◆ **Aim of the task**: List every line in the material below that contains the string "water", matching case exactly.

________

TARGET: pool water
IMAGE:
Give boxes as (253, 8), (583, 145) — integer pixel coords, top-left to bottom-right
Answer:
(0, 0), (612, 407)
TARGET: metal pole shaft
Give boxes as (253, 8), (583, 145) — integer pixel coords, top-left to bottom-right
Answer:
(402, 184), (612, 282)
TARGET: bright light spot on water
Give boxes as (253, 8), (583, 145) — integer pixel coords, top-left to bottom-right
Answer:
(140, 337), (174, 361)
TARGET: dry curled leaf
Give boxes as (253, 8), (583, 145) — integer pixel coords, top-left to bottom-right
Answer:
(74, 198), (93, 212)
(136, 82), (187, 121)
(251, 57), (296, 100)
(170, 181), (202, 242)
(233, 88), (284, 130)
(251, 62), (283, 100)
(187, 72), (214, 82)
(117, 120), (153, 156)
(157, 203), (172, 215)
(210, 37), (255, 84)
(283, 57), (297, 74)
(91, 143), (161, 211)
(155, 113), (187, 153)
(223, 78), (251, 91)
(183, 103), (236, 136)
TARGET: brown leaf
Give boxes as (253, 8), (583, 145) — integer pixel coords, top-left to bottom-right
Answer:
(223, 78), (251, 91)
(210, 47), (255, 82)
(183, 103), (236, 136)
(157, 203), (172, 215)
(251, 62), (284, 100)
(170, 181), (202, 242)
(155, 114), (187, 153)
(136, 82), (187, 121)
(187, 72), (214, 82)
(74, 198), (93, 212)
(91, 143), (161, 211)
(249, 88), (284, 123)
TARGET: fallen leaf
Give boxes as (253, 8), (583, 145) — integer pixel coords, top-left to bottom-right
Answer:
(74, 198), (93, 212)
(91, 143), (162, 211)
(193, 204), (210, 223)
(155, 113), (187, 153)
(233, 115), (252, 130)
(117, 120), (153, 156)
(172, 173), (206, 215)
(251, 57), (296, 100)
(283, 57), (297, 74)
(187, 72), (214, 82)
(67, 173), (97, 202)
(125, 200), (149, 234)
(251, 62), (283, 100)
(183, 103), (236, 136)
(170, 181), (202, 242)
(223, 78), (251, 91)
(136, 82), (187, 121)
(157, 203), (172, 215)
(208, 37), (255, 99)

________

◆ **Written answer**:
TARGET: pool water
TARGET: bright light spot on water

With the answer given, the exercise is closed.